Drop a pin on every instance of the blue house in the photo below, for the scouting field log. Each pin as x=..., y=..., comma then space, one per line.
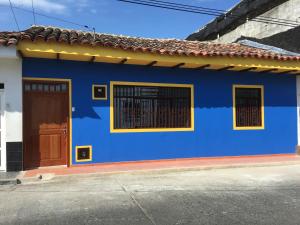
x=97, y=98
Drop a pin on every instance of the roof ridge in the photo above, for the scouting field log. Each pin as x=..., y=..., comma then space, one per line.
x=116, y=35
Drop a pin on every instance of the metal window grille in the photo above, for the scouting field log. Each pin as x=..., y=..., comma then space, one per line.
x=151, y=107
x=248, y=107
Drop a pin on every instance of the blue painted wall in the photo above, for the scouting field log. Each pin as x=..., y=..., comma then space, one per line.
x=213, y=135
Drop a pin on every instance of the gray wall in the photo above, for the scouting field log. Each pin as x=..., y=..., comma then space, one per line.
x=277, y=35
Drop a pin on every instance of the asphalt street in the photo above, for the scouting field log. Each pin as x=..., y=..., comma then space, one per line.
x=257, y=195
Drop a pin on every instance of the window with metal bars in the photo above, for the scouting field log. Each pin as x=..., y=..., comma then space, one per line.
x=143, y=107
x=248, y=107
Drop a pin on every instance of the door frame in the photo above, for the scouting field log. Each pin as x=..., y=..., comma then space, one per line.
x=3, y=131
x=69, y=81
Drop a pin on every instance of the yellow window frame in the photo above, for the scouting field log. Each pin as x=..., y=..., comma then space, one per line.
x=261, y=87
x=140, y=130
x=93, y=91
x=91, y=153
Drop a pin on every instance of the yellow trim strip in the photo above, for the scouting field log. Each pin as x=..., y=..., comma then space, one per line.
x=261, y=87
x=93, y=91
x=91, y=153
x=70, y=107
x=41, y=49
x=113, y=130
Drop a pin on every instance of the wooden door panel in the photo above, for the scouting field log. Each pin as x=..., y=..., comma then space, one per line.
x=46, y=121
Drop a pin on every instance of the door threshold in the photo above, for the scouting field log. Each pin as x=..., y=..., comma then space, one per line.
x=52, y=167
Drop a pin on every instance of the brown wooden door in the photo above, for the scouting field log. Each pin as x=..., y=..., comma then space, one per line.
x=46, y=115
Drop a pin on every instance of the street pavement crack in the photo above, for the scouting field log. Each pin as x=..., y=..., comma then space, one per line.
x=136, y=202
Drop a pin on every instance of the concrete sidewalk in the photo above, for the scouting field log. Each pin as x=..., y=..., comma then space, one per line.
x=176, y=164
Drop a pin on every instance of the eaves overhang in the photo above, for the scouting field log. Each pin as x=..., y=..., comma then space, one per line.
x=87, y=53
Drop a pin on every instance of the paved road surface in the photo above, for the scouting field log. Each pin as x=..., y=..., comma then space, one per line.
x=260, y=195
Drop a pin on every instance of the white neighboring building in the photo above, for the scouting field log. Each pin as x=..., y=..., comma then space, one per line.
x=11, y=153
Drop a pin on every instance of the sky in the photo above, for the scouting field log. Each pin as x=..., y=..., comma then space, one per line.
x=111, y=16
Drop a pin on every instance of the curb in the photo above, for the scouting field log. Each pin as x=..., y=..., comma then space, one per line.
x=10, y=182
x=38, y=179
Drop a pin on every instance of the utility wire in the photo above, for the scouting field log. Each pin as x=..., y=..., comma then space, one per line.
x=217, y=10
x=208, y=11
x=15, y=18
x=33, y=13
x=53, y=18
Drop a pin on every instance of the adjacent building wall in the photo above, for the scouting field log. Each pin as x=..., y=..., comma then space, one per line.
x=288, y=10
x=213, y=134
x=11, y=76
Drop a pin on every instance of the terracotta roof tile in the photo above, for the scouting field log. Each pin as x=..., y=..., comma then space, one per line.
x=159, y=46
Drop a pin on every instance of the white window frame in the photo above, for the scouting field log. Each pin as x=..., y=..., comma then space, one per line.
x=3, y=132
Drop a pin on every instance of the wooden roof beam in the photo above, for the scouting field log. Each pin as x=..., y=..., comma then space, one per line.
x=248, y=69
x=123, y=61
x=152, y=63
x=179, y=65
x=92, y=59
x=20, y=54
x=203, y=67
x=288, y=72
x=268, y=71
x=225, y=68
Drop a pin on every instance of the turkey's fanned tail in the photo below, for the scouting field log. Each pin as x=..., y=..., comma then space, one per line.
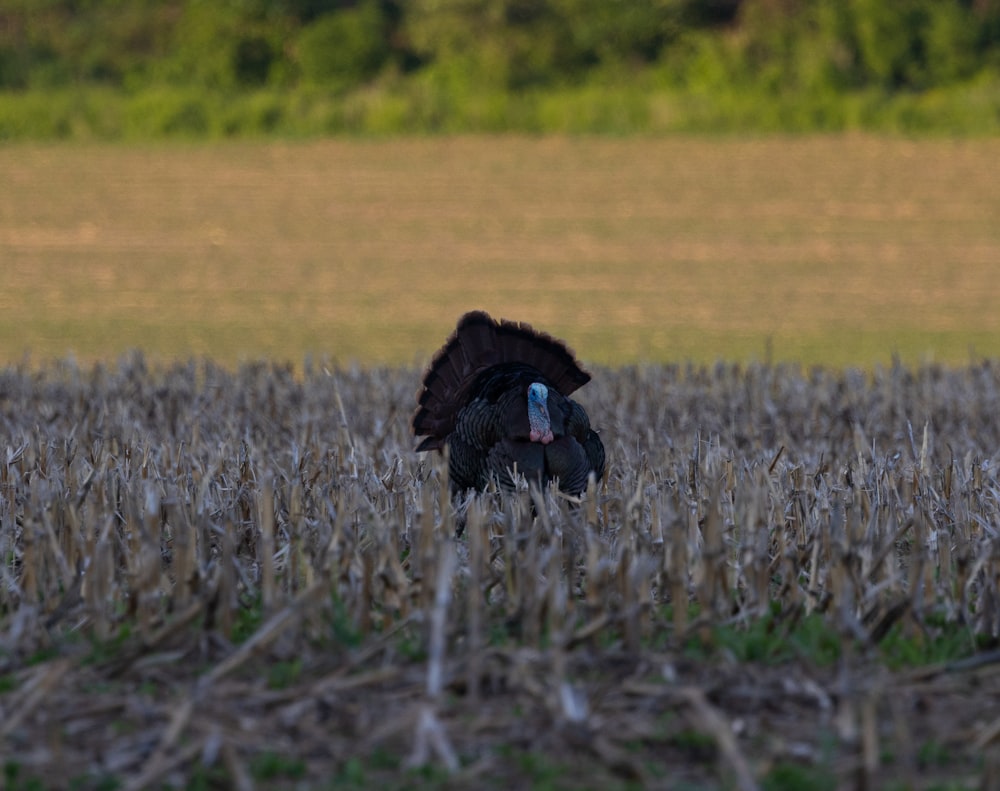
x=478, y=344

______

Exercise instructions -
Your answer must be exactly the lines from the one containing "Drop a pin on every instance of the white window" through the last line of the records above, both included, with every picture left out.

Solved exercise -
Drop a pin on every instance of the white window frame in the photo above, for the scouting field log. Each pin as x=..., y=..., comma then space, one per line.
x=3, y=132
Drop a pin on every instance of the wooden roof beam in the photo above, for the scouting field log. Each pin as x=..., y=..., comma then space, one per line.
x=248, y=69
x=123, y=61
x=152, y=63
x=179, y=65
x=92, y=59
x=20, y=54
x=203, y=67
x=288, y=72
x=268, y=71
x=225, y=68
Drop a pin on every instance of the turkey's fanned tail in the photo below, for the scouting field log. Each pin as x=..., y=..., comma then space, one per line.
x=478, y=344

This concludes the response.